Requirements:
Rewrite the items from the line that has "Shelf-audit tagging: put a marker on every instance of the face" through the last line of the items, putting "cloth mask" in place of "face mask" each time it appears and changing nothing else.

Records shown:
----------------------------------------
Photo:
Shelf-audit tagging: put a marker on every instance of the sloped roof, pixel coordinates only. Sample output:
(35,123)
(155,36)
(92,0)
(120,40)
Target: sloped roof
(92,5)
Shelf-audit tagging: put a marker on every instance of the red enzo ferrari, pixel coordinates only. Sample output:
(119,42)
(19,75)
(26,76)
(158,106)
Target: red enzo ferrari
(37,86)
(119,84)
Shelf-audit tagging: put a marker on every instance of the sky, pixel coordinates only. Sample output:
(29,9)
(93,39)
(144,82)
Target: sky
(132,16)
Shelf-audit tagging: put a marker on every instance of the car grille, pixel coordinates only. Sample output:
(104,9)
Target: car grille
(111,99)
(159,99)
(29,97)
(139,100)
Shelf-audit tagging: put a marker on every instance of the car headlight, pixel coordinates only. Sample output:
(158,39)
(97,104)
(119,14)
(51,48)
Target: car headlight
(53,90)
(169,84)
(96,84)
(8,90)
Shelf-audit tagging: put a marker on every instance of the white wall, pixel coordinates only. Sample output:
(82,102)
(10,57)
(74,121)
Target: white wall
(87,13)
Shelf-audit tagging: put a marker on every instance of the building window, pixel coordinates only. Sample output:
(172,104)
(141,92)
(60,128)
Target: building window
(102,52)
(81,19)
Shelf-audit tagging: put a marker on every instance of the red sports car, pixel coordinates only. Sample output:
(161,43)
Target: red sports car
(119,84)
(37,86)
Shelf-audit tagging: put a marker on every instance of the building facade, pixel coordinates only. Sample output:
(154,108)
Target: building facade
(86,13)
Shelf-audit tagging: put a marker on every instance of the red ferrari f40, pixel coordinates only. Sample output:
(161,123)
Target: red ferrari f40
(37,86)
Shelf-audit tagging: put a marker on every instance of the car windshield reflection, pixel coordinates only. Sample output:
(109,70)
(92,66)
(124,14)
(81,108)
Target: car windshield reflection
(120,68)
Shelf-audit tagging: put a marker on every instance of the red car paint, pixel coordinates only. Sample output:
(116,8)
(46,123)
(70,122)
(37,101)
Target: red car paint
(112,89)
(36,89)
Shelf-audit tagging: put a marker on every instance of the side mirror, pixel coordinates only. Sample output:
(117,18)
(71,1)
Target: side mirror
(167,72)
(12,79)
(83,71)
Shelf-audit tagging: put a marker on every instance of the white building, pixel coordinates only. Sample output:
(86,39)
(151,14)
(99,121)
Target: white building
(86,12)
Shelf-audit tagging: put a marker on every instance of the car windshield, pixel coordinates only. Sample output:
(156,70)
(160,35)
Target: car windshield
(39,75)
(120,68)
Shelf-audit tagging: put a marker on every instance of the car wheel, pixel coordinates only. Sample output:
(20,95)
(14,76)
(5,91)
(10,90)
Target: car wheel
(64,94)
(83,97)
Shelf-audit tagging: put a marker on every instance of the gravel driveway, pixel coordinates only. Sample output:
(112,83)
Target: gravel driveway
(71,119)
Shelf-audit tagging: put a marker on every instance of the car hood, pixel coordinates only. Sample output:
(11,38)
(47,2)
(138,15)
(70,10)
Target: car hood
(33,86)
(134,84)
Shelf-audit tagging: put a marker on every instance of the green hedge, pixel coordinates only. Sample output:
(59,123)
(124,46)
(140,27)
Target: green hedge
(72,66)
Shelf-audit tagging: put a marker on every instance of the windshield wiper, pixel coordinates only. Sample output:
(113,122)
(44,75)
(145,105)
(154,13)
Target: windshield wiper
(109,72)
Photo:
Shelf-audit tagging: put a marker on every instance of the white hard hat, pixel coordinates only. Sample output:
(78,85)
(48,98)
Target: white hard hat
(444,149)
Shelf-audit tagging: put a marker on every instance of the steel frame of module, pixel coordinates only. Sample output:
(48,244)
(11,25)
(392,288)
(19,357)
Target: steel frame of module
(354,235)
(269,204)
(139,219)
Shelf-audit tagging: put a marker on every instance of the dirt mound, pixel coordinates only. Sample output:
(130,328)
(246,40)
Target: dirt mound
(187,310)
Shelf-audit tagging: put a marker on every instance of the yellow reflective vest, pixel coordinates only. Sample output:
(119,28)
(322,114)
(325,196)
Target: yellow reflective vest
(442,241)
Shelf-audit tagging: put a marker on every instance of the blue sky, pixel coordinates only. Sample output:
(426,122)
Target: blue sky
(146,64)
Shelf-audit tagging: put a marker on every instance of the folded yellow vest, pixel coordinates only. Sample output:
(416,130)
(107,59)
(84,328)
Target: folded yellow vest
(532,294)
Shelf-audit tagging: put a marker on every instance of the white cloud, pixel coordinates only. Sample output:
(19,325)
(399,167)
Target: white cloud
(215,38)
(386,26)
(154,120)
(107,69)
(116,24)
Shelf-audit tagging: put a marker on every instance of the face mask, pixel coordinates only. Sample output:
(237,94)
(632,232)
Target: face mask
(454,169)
----------------------------------------
Final result:
Shelf-audit tagging: put a marker on every instance of the cloth mask, pixel coordinates only. Sample output:
(237,94)
(632,232)
Target: cloth mask
(454,169)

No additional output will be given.